→ **Problem details**: Pick up the passage on the Rasht district and its literary heritage after its final sentence and carry it forward.

The Rasht district in the valley of the same name was known as Gharm and was considered the centre of the national culture of Darvaz and Karategin valleys. The Gharm district was established in 1931 which was renamed Rasht in 2001. Prior to Soviet rule the people in this area walked thousands of miles in search for education and reached remote cities such as Bukhara, Kabul, Kashmir, Chidda and Delhi. People from Rasht Valley contributed to the development of the Tajik language, literature and culture from ancient times.

 

Rich art heritage was left by representatives of literary circles of Rasht: Mawlavi Qosimi, Mawlavi Shohidi, Mavlono Jomii soni, Abdurahimi Gharmi, Khazoni, Hijri, Nasimi, Valei, Gulkhani, and Shaikh Abdulkhai. Two poets of the 15th and 16th centuries Mawlavi Qosimi and Shohidii Rashti became famous for imitating the timeless book “Masnavi” by Mawlono Jaloliddini Balkhi, and created their own unique works.

→ **Provided data**:
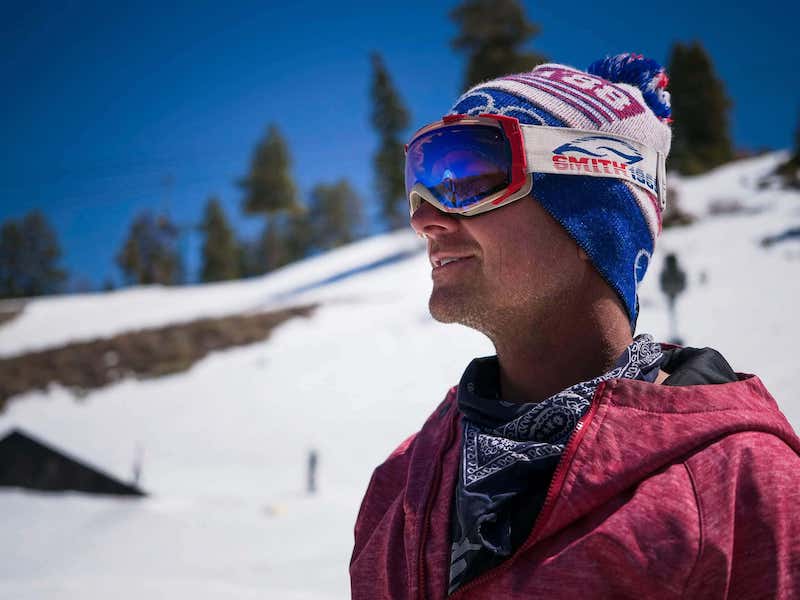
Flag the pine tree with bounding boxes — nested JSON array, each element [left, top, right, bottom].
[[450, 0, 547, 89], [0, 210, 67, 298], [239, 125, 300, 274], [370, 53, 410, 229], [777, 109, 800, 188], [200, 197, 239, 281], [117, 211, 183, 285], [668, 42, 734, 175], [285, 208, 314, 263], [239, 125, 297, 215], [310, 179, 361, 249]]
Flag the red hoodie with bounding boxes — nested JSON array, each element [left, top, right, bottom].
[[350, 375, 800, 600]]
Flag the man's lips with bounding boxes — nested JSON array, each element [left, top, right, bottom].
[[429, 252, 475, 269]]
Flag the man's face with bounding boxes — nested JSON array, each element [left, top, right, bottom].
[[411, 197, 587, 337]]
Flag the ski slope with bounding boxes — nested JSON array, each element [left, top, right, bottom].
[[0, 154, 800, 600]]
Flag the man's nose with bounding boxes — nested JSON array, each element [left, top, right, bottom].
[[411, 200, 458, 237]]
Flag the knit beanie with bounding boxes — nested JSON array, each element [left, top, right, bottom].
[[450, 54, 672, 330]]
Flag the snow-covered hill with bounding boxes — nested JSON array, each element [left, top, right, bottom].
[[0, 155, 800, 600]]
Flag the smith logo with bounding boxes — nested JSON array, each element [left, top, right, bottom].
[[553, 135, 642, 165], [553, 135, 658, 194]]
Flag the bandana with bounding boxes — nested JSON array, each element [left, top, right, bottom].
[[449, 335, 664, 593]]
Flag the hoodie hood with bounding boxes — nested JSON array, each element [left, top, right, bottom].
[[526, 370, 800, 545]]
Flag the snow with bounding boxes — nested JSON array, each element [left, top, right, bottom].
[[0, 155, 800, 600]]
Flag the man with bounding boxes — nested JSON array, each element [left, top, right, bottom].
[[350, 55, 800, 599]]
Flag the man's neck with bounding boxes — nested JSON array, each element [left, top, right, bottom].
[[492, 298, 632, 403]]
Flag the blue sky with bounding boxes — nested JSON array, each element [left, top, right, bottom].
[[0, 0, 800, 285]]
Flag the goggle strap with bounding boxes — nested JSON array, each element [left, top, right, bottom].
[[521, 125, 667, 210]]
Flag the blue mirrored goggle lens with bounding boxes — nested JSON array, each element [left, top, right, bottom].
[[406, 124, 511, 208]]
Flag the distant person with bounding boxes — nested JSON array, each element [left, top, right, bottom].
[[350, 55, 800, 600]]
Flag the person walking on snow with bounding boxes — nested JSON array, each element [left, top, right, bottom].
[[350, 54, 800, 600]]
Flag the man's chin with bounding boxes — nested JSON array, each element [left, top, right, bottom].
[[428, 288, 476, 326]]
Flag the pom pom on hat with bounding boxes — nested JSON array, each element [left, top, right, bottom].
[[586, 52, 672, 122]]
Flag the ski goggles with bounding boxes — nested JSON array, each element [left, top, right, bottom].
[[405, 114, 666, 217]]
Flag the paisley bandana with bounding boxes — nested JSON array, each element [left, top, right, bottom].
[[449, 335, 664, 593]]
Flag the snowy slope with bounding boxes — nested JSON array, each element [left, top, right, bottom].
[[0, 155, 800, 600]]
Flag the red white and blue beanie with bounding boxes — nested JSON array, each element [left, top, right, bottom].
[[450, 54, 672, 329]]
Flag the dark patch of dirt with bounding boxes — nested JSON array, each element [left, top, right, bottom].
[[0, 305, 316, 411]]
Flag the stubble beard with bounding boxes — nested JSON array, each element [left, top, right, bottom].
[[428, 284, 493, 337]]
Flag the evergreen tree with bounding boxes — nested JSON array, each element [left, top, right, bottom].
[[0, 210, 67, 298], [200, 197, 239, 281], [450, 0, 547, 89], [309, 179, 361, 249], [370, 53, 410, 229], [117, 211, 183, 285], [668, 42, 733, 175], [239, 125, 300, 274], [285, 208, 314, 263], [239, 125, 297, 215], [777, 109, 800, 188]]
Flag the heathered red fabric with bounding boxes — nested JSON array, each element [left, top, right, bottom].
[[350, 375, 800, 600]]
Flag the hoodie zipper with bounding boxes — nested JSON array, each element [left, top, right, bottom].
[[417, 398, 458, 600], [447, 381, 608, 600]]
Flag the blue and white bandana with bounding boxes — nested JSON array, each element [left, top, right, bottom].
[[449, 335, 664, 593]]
---
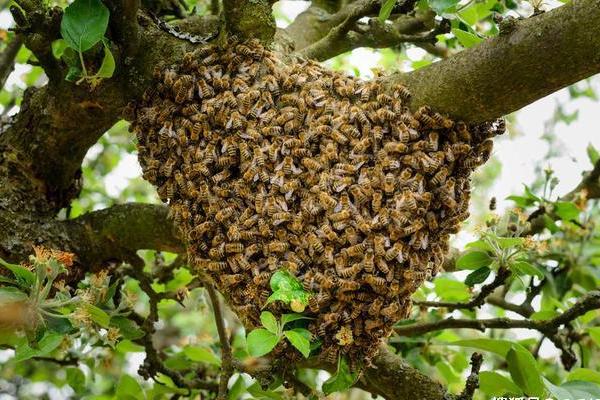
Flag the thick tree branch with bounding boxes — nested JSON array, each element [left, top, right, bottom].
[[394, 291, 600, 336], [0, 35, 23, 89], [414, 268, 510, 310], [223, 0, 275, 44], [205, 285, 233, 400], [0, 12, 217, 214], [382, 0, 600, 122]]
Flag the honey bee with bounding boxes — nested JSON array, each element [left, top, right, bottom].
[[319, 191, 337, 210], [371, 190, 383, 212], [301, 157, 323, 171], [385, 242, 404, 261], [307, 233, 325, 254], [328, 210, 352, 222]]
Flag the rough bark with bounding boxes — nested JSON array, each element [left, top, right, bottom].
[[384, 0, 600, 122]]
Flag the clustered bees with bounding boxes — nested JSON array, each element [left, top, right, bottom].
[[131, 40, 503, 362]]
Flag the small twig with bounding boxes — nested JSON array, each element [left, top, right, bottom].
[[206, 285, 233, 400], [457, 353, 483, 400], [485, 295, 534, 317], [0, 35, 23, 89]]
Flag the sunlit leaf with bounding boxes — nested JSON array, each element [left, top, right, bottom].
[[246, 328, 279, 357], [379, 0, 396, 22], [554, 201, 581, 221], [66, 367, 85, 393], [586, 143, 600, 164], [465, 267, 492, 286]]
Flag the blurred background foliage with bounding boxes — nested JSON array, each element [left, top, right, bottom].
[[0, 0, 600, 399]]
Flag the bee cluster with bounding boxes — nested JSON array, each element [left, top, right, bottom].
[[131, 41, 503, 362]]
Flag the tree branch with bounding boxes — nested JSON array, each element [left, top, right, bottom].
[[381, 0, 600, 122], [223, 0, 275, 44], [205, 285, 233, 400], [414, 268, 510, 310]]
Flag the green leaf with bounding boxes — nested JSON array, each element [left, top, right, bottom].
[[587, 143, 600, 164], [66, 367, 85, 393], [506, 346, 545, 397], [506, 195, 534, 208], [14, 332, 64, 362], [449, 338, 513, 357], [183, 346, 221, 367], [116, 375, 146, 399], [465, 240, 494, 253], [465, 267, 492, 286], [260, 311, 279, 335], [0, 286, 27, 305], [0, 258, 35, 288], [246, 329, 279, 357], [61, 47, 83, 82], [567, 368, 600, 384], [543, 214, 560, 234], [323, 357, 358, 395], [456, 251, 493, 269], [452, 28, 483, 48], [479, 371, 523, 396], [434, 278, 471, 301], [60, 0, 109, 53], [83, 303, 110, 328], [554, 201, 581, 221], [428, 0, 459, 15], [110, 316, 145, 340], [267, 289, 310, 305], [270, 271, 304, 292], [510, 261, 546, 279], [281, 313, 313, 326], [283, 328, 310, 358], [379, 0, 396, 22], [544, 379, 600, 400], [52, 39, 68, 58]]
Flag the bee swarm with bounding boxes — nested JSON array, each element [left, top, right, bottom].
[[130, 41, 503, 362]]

→ **Output for this exercise**:
 

The territory of Rasht is about 400,000 hectare. It consists of 14 sub-districts – Gharm and Navabad – are settlements and the rest are villages. Nowadays there are 27 comprehensive schools, 41 secondary schools and 37 elementary schools. The distance from the Rasht valley to the capital of Tajikistan, Dushanbe is 180 km.